## TASK PROMPT
Please reproduce word for word the stretch of the records from the line containing "shelf is in this frame." through the line containing "471,0,800,310".

(Items stored from a collection)
(begin)

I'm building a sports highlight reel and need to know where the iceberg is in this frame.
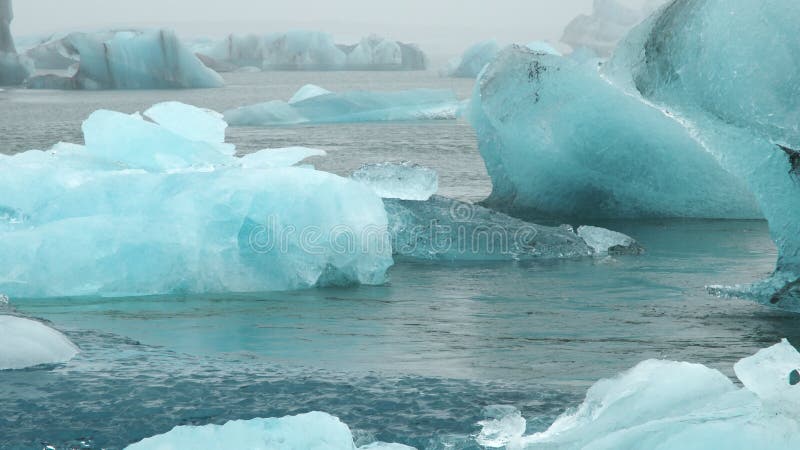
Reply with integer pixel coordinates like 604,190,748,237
0,0,33,86
224,85,463,126
383,196,594,261
27,30,225,89
126,412,414,450
444,40,500,78
561,0,667,57
494,340,800,450
197,30,427,70
350,162,439,200
0,103,392,298
471,0,800,311
0,314,80,370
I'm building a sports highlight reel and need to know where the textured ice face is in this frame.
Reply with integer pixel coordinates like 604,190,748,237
198,30,426,70
127,412,413,450
0,314,79,370
444,40,500,78
494,341,800,450
0,103,392,297
28,30,224,89
561,0,667,56
350,162,439,200
225,85,463,126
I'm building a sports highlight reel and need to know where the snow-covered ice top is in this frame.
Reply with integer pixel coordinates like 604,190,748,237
502,341,800,450
197,30,427,71
561,0,667,57
126,412,414,450
28,30,224,89
0,314,79,370
351,162,439,200
0,103,392,298
225,85,464,126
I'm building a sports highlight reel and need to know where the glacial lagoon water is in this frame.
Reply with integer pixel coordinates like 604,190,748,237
0,72,800,449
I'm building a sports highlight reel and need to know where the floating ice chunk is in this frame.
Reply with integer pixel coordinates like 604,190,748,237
127,412,413,450
289,84,332,105
225,86,463,126
578,226,643,255
383,196,593,261
470,47,762,219
239,147,326,169
0,314,79,370
198,30,427,70
475,405,528,448
507,341,800,450
525,41,561,56
445,40,500,78
28,30,225,89
561,0,666,56
143,102,228,144
0,103,392,298
350,162,439,200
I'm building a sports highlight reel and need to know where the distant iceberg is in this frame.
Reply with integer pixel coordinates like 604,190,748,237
561,0,667,57
0,0,33,86
126,412,414,450
0,103,392,298
225,85,463,126
27,30,225,89
490,341,800,450
197,30,427,70
0,314,79,370
471,0,800,311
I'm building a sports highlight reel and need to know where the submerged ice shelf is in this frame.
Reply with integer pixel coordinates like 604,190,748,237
27,30,225,89
225,85,462,126
471,0,800,310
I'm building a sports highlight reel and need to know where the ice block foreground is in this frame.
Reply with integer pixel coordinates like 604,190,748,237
225,85,462,126
561,0,667,57
198,30,427,70
0,0,33,86
496,341,800,450
28,30,225,89
383,195,641,261
126,412,413,450
0,314,79,370
0,103,392,298
350,162,439,200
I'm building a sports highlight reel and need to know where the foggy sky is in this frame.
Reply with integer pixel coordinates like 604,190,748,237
12,0,643,55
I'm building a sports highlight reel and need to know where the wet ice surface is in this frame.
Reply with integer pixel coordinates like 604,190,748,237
0,72,800,449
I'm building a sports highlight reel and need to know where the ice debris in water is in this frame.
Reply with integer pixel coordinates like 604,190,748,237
127,412,414,450
350,162,439,200
27,30,225,89
0,0,33,86
225,85,463,126
384,195,593,261
196,30,427,71
443,40,500,78
471,0,800,311
0,314,79,370
561,0,667,56
494,340,800,450
578,226,644,255
0,103,392,298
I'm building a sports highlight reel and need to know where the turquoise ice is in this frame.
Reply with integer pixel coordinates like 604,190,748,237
224,85,463,126
0,103,392,298
28,30,225,89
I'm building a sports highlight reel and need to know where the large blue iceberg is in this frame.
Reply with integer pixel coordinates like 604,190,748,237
0,103,392,298
0,0,33,86
27,30,225,89
472,0,800,310
225,85,462,126
197,30,427,71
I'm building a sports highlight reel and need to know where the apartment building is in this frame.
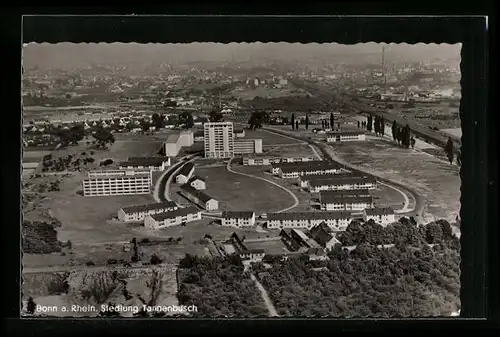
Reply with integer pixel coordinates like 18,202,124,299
363,207,396,226
221,211,255,227
326,131,366,143
321,195,373,211
119,157,170,172
267,211,353,231
234,139,262,154
82,170,153,197
118,201,179,222
181,184,219,211
306,176,377,193
144,207,201,229
278,163,343,179
175,162,195,185
203,122,234,158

(end)

## ANSWER BELOW
I'm building a sports highlight reel and need to know where the submerged ice shelf is in this frame.
Reply with integer pixel coordinates like 604,190,748,237
27,30,225,89
225,85,462,126
471,0,800,310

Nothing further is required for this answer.